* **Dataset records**
○ ○ ○ ○
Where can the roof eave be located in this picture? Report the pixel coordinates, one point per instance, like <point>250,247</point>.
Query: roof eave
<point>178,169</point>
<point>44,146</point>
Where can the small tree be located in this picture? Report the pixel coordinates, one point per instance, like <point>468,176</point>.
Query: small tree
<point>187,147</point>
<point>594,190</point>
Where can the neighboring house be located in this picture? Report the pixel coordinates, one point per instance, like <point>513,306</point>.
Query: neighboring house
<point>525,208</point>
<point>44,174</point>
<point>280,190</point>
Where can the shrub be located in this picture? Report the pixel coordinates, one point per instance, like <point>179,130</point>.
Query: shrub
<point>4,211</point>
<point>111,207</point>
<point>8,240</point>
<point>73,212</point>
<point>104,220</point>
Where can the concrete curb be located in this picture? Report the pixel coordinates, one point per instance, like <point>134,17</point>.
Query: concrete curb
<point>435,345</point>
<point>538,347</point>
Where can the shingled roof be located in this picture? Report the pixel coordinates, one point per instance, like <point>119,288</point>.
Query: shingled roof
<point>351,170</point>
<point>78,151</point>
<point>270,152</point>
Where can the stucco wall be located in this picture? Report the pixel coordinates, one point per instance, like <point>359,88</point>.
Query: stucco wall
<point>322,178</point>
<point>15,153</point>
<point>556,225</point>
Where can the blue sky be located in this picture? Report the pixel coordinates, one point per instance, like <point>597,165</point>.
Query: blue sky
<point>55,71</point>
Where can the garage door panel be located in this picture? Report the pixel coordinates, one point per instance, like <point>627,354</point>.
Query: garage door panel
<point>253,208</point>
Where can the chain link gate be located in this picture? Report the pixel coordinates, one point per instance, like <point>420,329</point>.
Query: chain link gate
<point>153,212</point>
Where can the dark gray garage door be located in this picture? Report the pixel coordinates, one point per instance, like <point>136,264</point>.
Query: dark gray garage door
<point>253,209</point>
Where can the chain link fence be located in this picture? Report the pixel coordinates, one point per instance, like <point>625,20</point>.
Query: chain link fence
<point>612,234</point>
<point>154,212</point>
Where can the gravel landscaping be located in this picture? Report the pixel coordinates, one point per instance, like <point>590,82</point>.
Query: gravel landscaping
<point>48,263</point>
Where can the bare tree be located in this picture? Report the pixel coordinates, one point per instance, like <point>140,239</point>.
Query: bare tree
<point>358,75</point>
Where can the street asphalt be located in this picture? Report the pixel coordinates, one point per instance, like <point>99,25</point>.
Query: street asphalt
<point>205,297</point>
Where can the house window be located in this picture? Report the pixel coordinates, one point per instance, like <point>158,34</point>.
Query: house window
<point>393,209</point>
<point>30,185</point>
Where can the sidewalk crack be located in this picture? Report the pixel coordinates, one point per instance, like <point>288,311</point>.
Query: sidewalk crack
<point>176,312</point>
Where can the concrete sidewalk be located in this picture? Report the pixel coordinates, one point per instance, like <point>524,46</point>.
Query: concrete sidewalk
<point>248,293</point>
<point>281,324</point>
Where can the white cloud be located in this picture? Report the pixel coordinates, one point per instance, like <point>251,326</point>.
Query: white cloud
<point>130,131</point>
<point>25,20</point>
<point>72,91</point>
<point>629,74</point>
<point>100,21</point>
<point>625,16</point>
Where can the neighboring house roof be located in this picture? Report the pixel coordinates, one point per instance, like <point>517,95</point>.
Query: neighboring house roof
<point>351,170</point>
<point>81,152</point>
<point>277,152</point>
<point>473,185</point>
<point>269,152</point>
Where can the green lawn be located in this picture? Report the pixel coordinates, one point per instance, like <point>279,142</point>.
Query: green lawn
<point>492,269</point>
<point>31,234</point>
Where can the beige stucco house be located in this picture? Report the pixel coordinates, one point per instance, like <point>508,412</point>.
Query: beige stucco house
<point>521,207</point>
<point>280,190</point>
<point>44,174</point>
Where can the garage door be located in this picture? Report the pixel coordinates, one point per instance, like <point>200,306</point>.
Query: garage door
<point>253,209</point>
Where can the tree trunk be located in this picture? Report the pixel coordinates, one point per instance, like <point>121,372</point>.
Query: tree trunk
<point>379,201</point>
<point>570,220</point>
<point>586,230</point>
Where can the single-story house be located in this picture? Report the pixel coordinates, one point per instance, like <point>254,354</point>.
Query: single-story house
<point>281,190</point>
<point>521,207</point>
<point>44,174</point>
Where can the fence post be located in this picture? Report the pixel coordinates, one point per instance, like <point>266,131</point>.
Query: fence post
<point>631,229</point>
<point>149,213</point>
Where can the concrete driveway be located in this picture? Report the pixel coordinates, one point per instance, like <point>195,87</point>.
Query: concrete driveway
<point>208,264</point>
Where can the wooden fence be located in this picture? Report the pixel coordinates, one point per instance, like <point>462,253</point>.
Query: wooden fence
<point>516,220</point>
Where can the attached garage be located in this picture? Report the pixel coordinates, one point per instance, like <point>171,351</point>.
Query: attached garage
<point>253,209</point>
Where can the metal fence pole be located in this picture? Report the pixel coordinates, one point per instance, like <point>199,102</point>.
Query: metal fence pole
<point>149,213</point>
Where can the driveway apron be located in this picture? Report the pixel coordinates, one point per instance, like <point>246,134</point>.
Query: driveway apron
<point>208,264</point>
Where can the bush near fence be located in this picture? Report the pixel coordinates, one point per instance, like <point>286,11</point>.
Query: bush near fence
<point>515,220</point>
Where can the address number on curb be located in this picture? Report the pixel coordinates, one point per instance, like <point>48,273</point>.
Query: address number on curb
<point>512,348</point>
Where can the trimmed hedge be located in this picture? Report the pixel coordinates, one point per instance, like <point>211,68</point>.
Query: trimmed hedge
○ ○ ○ ○
* **WORK TASK**
Repeat every record, exactly as written.

* **ANSWER TO THE PROBLEM**
Where can the roof eave be located in this picture? Report the pixel coordinates, one point per instance, like <point>250,247</point>.
Query: roof eave
<point>178,169</point>
<point>44,146</point>
Where can the small tree be located in this picture? Report the pixel coordinates, one point per instance, like <point>468,176</point>.
Query: small tree
<point>187,147</point>
<point>594,190</point>
Where can the neighboring house be located in this picture? Report the pixel coordinates, one point per instance, like <point>513,306</point>.
Query: neighboring house
<point>525,208</point>
<point>44,174</point>
<point>280,190</point>
Where can the shrub be located in this picture? Report the pixel coordinates, one point per instance, like <point>179,130</point>.
Query: shrub
<point>4,211</point>
<point>111,207</point>
<point>8,240</point>
<point>73,212</point>
<point>104,220</point>
Where can the concrete curb be located in this picture? Report the pixel coordinates, one point per instance, like <point>134,17</point>.
Query: concrete curb
<point>435,345</point>
<point>538,347</point>
Where can the shingled roof be located in this picture? Report the pixel coordinates, one point per instance, like <point>119,288</point>.
Query: shingled roof
<point>351,170</point>
<point>78,151</point>
<point>270,152</point>
Where can the stucco wall be located in this picture? Report the pixel coordinates, one point per instance, like <point>359,88</point>.
Query: stucco wall
<point>322,178</point>
<point>15,153</point>
<point>556,225</point>
Where can the blue sky be located in this picture? Report the pixel coordinates, one point per instance, like <point>597,165</point>.
Query: blue sky
<point>55,71</point>
Where can the garage door panel be located in this picture? Report the pixel coordinates, one point per instance, like <point>627,354</point>.
Query: garage door panel
<point>253,208</point>
Where can the chain link gate be located in this picture? Report the pixel coordinates, one point per instance, like <point>420,329</point>.
Query: chain link gate
<point>153,212</point>
Where can the dark gray garage door be located in this picture? Report the pixel coordinates, one point per instance, like <point>136,264</point>.
Query: dark gray garage door
<point>253,209</point>
Where can the chain link fence be located in this picture? Report the pixel coordinates, one point per instance, like <point>625,20</point>.
Query: chain link fence
<point>612,234</point>
<point>154,212</point>
Where can the gravel landscaping be located in this picture? Report the pixel coordinates, one point per instance, like <point>590,82</point>.
Query: gravel landscaping
<point>48,263</point>
Where can the bare tree be located in this picture? Report the pixel coordinates, one point per instance, like <point>140,239</point>.
Query: bare tree
<point>358,75</point>
Where can the street asphalt be located in this picture? Report the pixel coordinates, one point per instance, like <point>99,25</point>.
Query: street asphalt
<point>205,297</point>
Where can the house window be located in this picture? Report the pixel coordinates, one point per instance, like <point>158,34</point>.
Query: house window
<point>393,209</point>
<point>30,185</point>
Where can the sidewalk crack be located in this picture? Report the pixel coordinates, one point per instance, like <point>288,311</point>.
Query: sidewalk crack
<point>176,312</point>
Where can the concrete sidewalk be located in this picture? Report the pixel coordinates, one point per instance, like <point>524,46</point>.
Query: concrete sidewalk
<point>248,293</point>
<point>281,324</point>
Where can the white cloud be located in this picture? Report the pixel coordinates, one point per instance, like <point>251,326</point>.
Query: white cloud
<point>130,131</point>
<point>25,20</point>
<point>72,91</point>
<point>629,74</point>
<point>100,21</point>
<point>625,16</point>
Where can the neighboring house roof be located in this picture? Report the pixel coordinates, one point per instance, like <point>517,95</point>.
Query: neighboring house roof
<point>351,170</point>
<point>81,152</point>
<point>277,152</point>
<point>473,185</point>
<point>269,152</point>
Where can the green lawn be located in this picture? Report the pixel coordinates, one point per instance, like <point>279,142</point>.
Query: green lawn
<point>492,269</point>
<point>31,234</point>
Where can the beige stucco house be located in this picture? Report the pixel coordinates, one point per instance, like <point>508,412</point>.
Query: beige stucco house
<point>521,207</point>
<point>280,190</point>
<point>44,174</point>
Where can the garage door be located in this picture? Report the pixel coordinates, one point per instance, like <point>200,306</point>.
Query: garage door
<point>253,209</point>
Where can the tree trunk be located in this picture? Report the pixel coordinates, one point per instance, like <point>121,372</point>.
Query: tree trunk
<point>379,201</point>
<point>570,220</point>
<point>586,230</point>
Where can the single-story house be located in this picture? Report the pixel coordinates, one point per instance, like <point>254,354</point>.
Query: single-story house
<point>281,190</point>
<point>521,207</point>
<point>44,174</point>
Where can the fence post be located in this picture? Report the pixel coordinates, one point per instance, like <point>266,131</point>.
Query: fence post
<point>631,229</point>
<point>149,213</point>
Where can the concrete driveway be located in this picture? Report the pixel coordinates, one point per instance, like <point>195,87</point>.
Query: concrete driveway
<point>208,264</point>
Where can the wooden fence be located in this picture? Report the pixel coordinates, one point per instance, like <point>462,253</point>.
Query: wooden fence
<point>516,220</point>
Where can the attached garage be located in this picture? Report the pixel coordinates, one point per instance, like <point>171,351</point>.
Query: attached garage
<point>253,209</point>
Where can the metal fence pole be located in this picture? Report the pixel coordinates, one point per instance, like <point>199,102</point>.
Query: metal fence pole
<point>149,213</point>
Where can the driveway apron be located in this picture? Report the pixel coordinates, one point per instance, like <point>246,134</point>.
Query: driveway apron
<point>208,264</point>
Where can the bush near fence be located in this picture? Report the pixel coordinates, one point per instance, like <point>286,11</point>.
Query: bush near fence
<point>515,220</point>
Where can the address number on curb be located in this picture? Report the pixel coordinates, one point per instance, like <point>48,273</point>.
Query: address number on curb
<point>512,348</point>
Where can the trimmed hedge be located in this picture? Report the pixel coordinates, one point per instance, like <point>211,68</point>.
Query: trimmed hedge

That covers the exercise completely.